= STATED EXERCISE =
Edit the listing below by replacing every "drop a dot" with "place a marker" and leaving everything else unchanged. Omit the pictures from your answer.

= DATA LISTING =
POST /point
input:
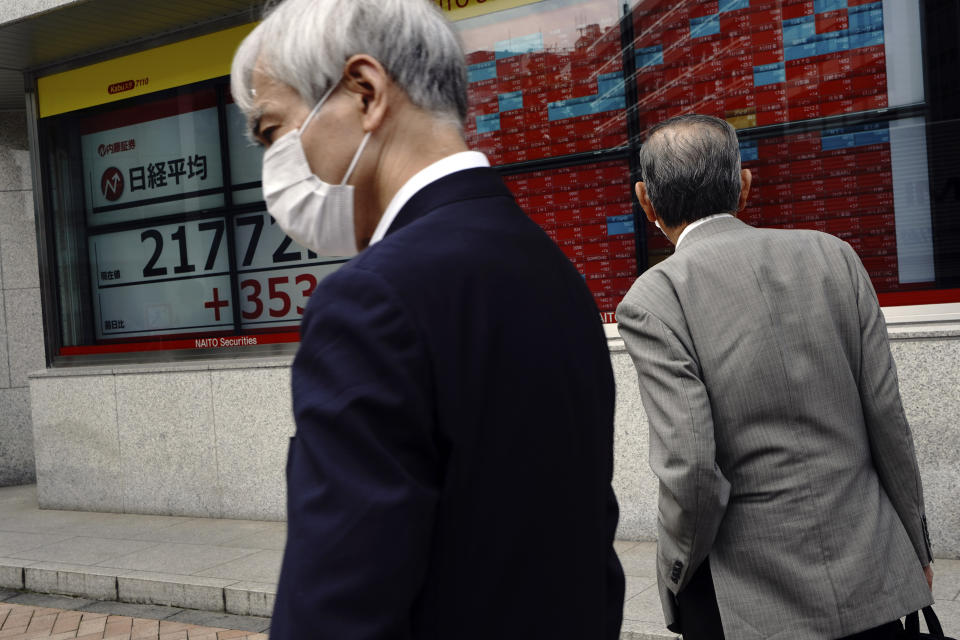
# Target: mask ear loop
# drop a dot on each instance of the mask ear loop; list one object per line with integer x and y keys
{"x": 356, "y": 158}
{"x": 313, "y": 111}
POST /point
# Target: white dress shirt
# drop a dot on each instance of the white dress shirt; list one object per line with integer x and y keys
{"x": 432, "y": 173}
{"x": 696, "y": 223}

= SOLUTION FOR THIS PROBLEM =
POST /point
input:
# Target: mask ear loop
# place a marker on each instance of the mask ear loop; list one object per line with integer x and y keys
{"x": 356, "y": 158}
{"x": 313, "y": 111}
POST /point
# Target: white dress shirt
# place a marker on each instance of the white dress shirt; list one object per line with integer x and y keys
{"x": 432, "y": 173}
{"x": 696, "y": 223}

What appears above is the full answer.